Organisations increasingly embrace agile values and principles to deliver quality software in more frequent intervals.

That’s because an agile approach discourages up-front documentation and empowers development teams to design and build the system. But what about the solution architect? Isn’t it his or her responsibility to determine the best fit architectural solution design before a development team even starts working on it? If not, does a solution architect still have an important role to play in an agile environment? Absolutely, let’s explain why.
 

How do mature agile development teams tackle design?

Experienced development teams take on the end-to-end responsibility for a certain system that delivers value to the customer. They design, build, test and deliver new requirements that impact this system and are responsible for its maintenance afterwards.
 
Most of the time, the requirements are split in small user stories that can be delivered in sprints of one to three weeks. To determine the best design to implement the user story, an ‘emergent’ approach is needed. This means design decisions are postponed for as long as possible, so the decisions are based on facts coming from working code instead of assumptions and documentation.
 
An ‘emergent’ approach goes hand in hand with a behaviour-driven development approach in which expected behaviours are described before designing or building the story. Several potential solutions can be built in parallel. If one is not working, it will be excluded. Lessons learned are incorporated in the other ongoing potential solutions. Once one of the solutions passes all expected behaviours, both from the new story as of all previous stories, it wins.
 
During this process, the team might conclude that one of the previous stories was designed and built in such a way that it does not support the needs of the new story. At that stage, the winning solution will need to redesign the previous story. In fact, experienced agile development teams will refactor and restructure code continuously.

[Rows excerpted from a collection]
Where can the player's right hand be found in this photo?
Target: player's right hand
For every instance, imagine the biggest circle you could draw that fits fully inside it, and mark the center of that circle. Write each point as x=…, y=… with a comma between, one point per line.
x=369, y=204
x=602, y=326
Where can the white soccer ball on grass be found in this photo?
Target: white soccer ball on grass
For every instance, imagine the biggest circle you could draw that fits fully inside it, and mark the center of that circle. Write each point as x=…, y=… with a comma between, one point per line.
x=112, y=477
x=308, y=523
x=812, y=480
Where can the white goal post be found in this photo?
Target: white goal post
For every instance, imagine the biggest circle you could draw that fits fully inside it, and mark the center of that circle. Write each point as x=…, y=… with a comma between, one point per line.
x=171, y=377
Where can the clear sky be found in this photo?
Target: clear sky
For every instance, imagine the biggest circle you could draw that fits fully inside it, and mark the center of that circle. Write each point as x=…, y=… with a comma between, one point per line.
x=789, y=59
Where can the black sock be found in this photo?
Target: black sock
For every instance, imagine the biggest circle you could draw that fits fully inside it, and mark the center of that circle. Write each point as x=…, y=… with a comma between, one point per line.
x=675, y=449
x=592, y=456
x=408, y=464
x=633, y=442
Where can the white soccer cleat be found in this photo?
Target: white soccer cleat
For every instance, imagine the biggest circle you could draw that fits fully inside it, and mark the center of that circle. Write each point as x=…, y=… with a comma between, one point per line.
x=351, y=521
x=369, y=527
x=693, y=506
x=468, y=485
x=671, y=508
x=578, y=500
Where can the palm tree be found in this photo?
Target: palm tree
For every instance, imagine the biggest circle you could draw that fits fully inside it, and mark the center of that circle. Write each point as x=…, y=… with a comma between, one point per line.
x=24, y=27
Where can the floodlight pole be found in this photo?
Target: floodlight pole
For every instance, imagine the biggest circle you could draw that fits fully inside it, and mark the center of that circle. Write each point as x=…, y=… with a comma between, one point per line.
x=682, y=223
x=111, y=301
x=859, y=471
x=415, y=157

### [Problems]
A – From the excerpt on agile development, list the actions that experienced development teams are said to carry out on new requirements that impact their system.
B – Copy the rows verbatim, starting with the line that contains "Where can the clear" and continuing through the final line of the rows.

### [Answers to the exercises]
A – Design, build, test, deliver

B –
Where can the clear sky be found in this photo?
Target: clear sky
For every instance, imagine the biggest circle you could draw that fits fully inside it, and mark the center of that circle. Write each point as x=…, y=… with a comma between, one point per line.
x=789, y=59
Where can the black sock be found in this photo?
Target: black sock
For every instance, imagine the biggest circle you could draw that fits fully inside it, and mark the center of that circle. Write each point as x=…, y=… with a comma between, one point per line.
x=675, y=449
x=592, y=456
x=408, y=464
x=633, y=442
Where can the white soccer cleat be found in this photo?
Target: white soccer cleat
For every instance, imagine the biggest circle you could draw that fits fully inside it, and mark the center of that circle. Write each point as x=…, y=… with a comma between, one point per line.
x=351, y=521
x=369, y=527
x=693, y=506
x=468, y=485
x=671, y=508
x=578, y=500
Where can the palm tree be found in this photo?
Target: palm tree
For every instance, imagine the biggest circle you could draw that fits fully inside it, and mark the center of that circle. Write each point as x=…, y=… with a comma between, one point per line.
x=24, y=27
Where can the floodlight pole be found in this photo?
Target: floodlight pole
For every instance, imagine the biggest circle you could draw that fits fully inside it, and mark the center of that circle. Write each point as x=…, y=… with a comma between, one point per line.
x=682, y=223
x=111, y=301
x=859, y=471
x=415, y=157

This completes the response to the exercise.